## Text under study
----
When Bilbo Baggins completed his book, he titled it There and Back Again. A fitting title, not just for Bilbo’s journey, but for life itself. We are called to return to our origins—the fertile ground of home where we plant the seeds of virtue. Home is also where our moral acts are tested—whether they were ostentatious or truly grounded in goodness. As the Sufi teaches, “Worship done for ostentation is submerged in the earth, but that which is done for God’s sake ascends to celestial spheres.”
Living a hidden life, filled with the simple routines of seeing smiling faces, doing good work, breaking bread, singing song, and sharing prayer, is a direct action against the global monoculture. Countless poets and sages praise the hidden life. Seeking the grandiose and deluding ourselves that we can make history, on the contrary, is a folly sold to us by a culture that consumes itself, and the planet.
This emptiness mirrors the broader cultural narrative of seeking grandeur to fill a spiritual void. It is no coincidence that at the turn of the twentieth century, Filippo Tommaso Marinetti, founder of Italy’s Futurist Movement, glorified violence and destruction as paths to immortality. He asserted, “We will glorify war—the world’s only hygiene—militarism, patriotism, the destructive gesture of freedom-bringers, beautiful ideas worth dying for, and scorn for woman. We want to demolish museums and libraries, fight morality, feminism and all opportunist and utilitarian cowardice.” This impulse is woven into our stories, myths, literature, and film, perpetuating the allure of spectacle and destruction. Just recently, the world witnessed a young man publicly execute the CEO of a health insurance company in the United States as an act of vigilante justice.
----
## Required action
Answer these questions from the text on the hidden life above.
1. What title did Bilbo Baggins give his book?
2. According to the text, what is living a hidden life a direct action against?
3. Who founded Italy's Futurist Movement?
----
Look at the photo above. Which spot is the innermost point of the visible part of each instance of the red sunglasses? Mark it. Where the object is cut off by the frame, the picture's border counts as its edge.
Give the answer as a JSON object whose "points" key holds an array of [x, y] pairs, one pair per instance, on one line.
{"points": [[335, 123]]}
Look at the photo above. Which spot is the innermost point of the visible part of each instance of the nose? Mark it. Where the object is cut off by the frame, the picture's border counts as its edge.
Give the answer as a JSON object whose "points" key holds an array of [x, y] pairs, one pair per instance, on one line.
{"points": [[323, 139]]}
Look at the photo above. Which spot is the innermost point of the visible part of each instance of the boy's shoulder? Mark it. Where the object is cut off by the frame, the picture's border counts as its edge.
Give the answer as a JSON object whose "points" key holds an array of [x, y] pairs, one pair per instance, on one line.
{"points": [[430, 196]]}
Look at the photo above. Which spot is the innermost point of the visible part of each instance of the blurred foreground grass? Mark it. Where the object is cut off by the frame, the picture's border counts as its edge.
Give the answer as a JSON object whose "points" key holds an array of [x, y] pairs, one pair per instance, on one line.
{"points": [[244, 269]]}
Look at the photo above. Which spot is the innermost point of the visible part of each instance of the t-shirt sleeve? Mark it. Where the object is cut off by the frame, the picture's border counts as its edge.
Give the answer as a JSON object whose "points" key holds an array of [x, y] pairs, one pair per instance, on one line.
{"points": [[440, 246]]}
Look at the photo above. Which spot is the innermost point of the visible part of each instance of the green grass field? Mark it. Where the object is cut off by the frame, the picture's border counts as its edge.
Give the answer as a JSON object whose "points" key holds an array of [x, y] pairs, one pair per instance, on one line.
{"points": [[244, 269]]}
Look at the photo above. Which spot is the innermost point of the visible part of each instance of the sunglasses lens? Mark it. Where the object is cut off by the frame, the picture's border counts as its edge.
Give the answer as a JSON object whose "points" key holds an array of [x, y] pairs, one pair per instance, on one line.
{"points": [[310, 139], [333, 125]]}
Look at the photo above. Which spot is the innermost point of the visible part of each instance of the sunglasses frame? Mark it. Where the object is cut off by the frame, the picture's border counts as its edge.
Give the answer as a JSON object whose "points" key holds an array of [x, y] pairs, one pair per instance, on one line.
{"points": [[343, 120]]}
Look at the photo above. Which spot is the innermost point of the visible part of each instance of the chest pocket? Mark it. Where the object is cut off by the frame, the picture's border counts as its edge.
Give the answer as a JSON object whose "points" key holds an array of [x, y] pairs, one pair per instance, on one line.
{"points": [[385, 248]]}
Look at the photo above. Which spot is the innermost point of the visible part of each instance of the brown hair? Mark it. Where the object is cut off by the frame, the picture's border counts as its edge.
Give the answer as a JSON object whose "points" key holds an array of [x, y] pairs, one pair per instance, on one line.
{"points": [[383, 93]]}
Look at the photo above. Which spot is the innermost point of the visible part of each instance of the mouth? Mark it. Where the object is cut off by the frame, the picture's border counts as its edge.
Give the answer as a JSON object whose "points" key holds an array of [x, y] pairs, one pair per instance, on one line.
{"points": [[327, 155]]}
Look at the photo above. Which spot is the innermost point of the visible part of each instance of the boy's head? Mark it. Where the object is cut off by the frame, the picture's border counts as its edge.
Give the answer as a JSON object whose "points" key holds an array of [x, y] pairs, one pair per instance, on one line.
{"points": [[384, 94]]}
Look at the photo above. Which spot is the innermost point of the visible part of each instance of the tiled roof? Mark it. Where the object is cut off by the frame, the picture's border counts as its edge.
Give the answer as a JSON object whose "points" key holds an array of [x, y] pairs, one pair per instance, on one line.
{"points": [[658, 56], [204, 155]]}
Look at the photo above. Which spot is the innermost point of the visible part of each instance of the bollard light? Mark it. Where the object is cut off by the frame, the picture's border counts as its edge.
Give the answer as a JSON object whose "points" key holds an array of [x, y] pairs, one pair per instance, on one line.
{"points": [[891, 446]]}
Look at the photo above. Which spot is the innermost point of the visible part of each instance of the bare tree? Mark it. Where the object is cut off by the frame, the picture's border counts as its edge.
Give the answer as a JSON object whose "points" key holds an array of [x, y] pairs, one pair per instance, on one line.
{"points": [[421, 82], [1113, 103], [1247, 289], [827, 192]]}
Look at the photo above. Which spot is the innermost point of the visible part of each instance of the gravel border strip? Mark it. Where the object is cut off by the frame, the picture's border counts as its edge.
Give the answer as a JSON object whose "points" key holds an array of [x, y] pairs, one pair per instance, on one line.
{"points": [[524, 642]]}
----
## Task response
1. There and Back Again
2. The global monoculture
3. Filippo Tommaso Marinetti